17:10 - wychodzę z firmy mam dość na dzisiaj... dzień lekko mi się przeciągnął... wiatr zmienił kierunek, teraz dmucha od południa, jest silny porywisty, na dokładkę są zapowiedziane/wywróżone przelotne opady... Kombinuję i początkowo jadę szosami, jednak w Makoszowach coś mnie ciągnie do lasu, jednak sroga przez wiadukt nad A4-ką nie dzisiaj... odbiję nieco inaczej w nowo odkrytą ul.Łączną... podoba mi się ten wariant dojazdu do lasu... A w lesie... spokój cisza, zero ludzi... jedynie jakiś samochód, być może pracownicy leśni przejeżdżali... na Halembie krótki postój pod sklepem... muszę się napić... i dalej w drogę... do domu niedaleko... :) a jeszcze 2 km lasu zostało...
Poranek wita mnie chłodem i silnym wschodnim wiatrem, gdy wsiadam na rower mam wrażenie, że jednak jest ciut cieplej, niż pokazywały prognozy, całe 13 stopni, jest cieplej niż wczoraj... :),niż przepowiadali wróżbici... Jadę szosami, znów wyszedłem kilkanaście minut po 7... niedobrze, ale coś się nie mogę wyzbierać do wcześniejszego wyjazdu... Na szosach względnie luz..., jedzie się przyjemnie, nie ma większych korków, problemów, nawet w Gliwicach wyjazd z bł. Czesława zaskakuje, po prostu przelatuję to skrzyżowanie :)... W firmie szybka kąpiel i do pracy...

============================================================

* [Treść zadania 1]
Odpowiedz na podstawie tekstu o rowerowych dojazdach do pracy:
(a) O której godzinie następuje wyjście z firmy?
(b) Od której strony wieje wiatr po południu?
(c) Ile stopni jest rano przy wsiadaniu na rower?

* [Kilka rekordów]
============================================================

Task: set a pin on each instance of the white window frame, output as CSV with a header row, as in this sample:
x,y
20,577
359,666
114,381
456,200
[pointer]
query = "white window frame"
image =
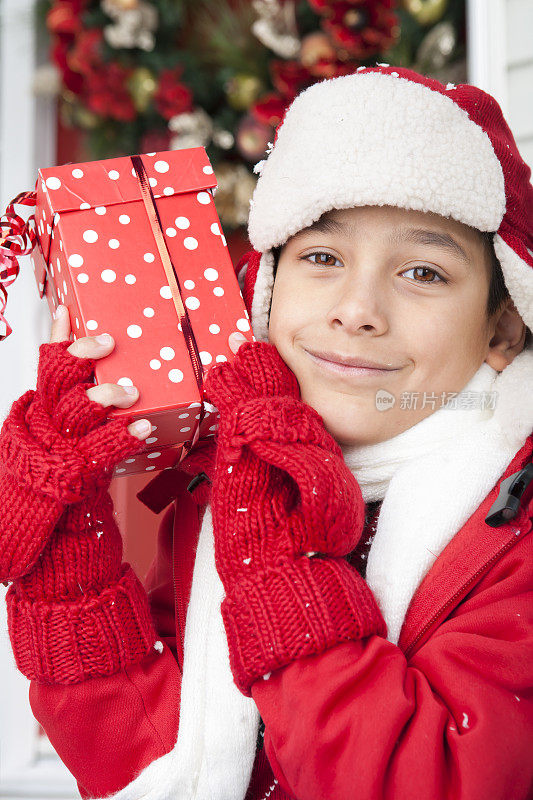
x,y
29,768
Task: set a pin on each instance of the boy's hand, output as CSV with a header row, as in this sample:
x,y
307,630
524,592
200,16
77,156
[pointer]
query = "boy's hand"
x,y
105,394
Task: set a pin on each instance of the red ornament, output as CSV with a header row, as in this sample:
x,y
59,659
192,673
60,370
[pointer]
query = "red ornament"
x,y
64,18
358,28
107,92
172,97
270,108
289,77
252,138
156,141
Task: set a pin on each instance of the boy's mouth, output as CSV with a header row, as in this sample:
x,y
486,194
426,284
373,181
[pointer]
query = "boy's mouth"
x,y
349,365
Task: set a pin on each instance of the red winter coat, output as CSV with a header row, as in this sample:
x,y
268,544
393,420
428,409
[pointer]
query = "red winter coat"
x,y
446,713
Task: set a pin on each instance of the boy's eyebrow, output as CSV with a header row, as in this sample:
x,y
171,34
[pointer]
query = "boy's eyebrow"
x,y
422,236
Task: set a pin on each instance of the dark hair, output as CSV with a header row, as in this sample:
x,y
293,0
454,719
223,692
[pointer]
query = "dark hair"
x,y
498,291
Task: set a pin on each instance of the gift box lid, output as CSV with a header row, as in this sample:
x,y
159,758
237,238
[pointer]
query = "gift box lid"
x,y
103,183
100,184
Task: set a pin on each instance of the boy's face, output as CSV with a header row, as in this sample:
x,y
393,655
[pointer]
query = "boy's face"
x,y
403,289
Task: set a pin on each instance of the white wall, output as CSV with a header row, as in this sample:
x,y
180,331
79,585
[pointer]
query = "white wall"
x,y
500,61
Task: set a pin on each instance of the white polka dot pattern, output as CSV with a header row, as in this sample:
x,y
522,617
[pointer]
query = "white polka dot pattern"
x,y
105,265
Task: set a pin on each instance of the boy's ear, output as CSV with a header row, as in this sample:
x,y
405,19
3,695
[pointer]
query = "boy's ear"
x,y
508,337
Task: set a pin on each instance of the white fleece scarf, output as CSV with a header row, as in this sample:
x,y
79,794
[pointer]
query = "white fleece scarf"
x,y
432,477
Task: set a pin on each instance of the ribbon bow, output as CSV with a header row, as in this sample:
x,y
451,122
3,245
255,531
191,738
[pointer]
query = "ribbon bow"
x,y
17,238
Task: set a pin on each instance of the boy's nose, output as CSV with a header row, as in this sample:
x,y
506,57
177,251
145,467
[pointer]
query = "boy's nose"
x,y
359,309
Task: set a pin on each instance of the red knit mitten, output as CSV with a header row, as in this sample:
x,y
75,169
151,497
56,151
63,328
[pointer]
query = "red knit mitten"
x,y
53,451
74,610
286,509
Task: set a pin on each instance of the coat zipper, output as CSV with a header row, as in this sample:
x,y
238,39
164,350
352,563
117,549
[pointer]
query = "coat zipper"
x,y
177,609
457,594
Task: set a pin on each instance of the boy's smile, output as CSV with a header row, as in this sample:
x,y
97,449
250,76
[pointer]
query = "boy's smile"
x,y
405,292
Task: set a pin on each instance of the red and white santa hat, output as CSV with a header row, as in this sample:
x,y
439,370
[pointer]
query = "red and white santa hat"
x,y
389,136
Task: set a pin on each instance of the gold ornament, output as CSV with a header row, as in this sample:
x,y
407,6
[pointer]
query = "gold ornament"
x,y
124,5
134,24
242,90
190,129
73,114
437,48
276,27
234,192
426,12
314,47
142,85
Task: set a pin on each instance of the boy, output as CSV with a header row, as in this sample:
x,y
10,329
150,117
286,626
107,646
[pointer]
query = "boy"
x,y
384,649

============================================================

* [Treść zadania 2] Jak wyglądają rekordy od wiersza zawierającego „Task: set a pin on each instance of the red knit” do samego końca rekordów, oba krańce włącznie, po zamianie „sample” na „example” przy niezmienionej reszcie? Przepisz tylko ten fragment rekordów.

* [Rozwiązanie zadania 1]
(a) O 17:10.
(b) Od południa.
(c) 13 stopni.

* [Rozwiązanie zadania 2]
Task: set a pin on each instance of the red knit mitten, output as CSV with a header row, as in this example:
x,y
75,169
151,497
56,151
63,328
[pointer]
query = "red knit mitten"
x,y
53,451
74,610
286,509
Task: set a pin on each instance of the coat zipper, output as CSV with a header row, as in this example:
x,y
238,39
164,350
352,563
117,549
[pointer]
query = "coat zipper"
x,y
177,609
457,594
Task: set a pin on each instance of the boy's smile, output as CSV with a header row, as in this example:
x,y
97,449
250,76
[pointer]
query = "boy's smile"
x,y
405,292
Task: set a pin on each instance of the red and white santa hat, output as CSV with a header row, as in this example:
x,y
439,370
[pointer]
query = "red and white santa hat"
x,y
389,136
Task: set a pin on each instance of the gold ornament, output as CSV with a header row, as in this example:
x,y
407,6
[pointer]
query = "gold ornament"
x,y
124,5
134,24
242,90
190,129
73,114
437,48
276,27
234,192
426,12
314,47
142,85
Task: set a pin on each instance of the boy, output as CSV with a header row, as in this example:
x,y
10,329
150,117
286,626
107,646
[pointer]
query = "boy"
x,y
384,649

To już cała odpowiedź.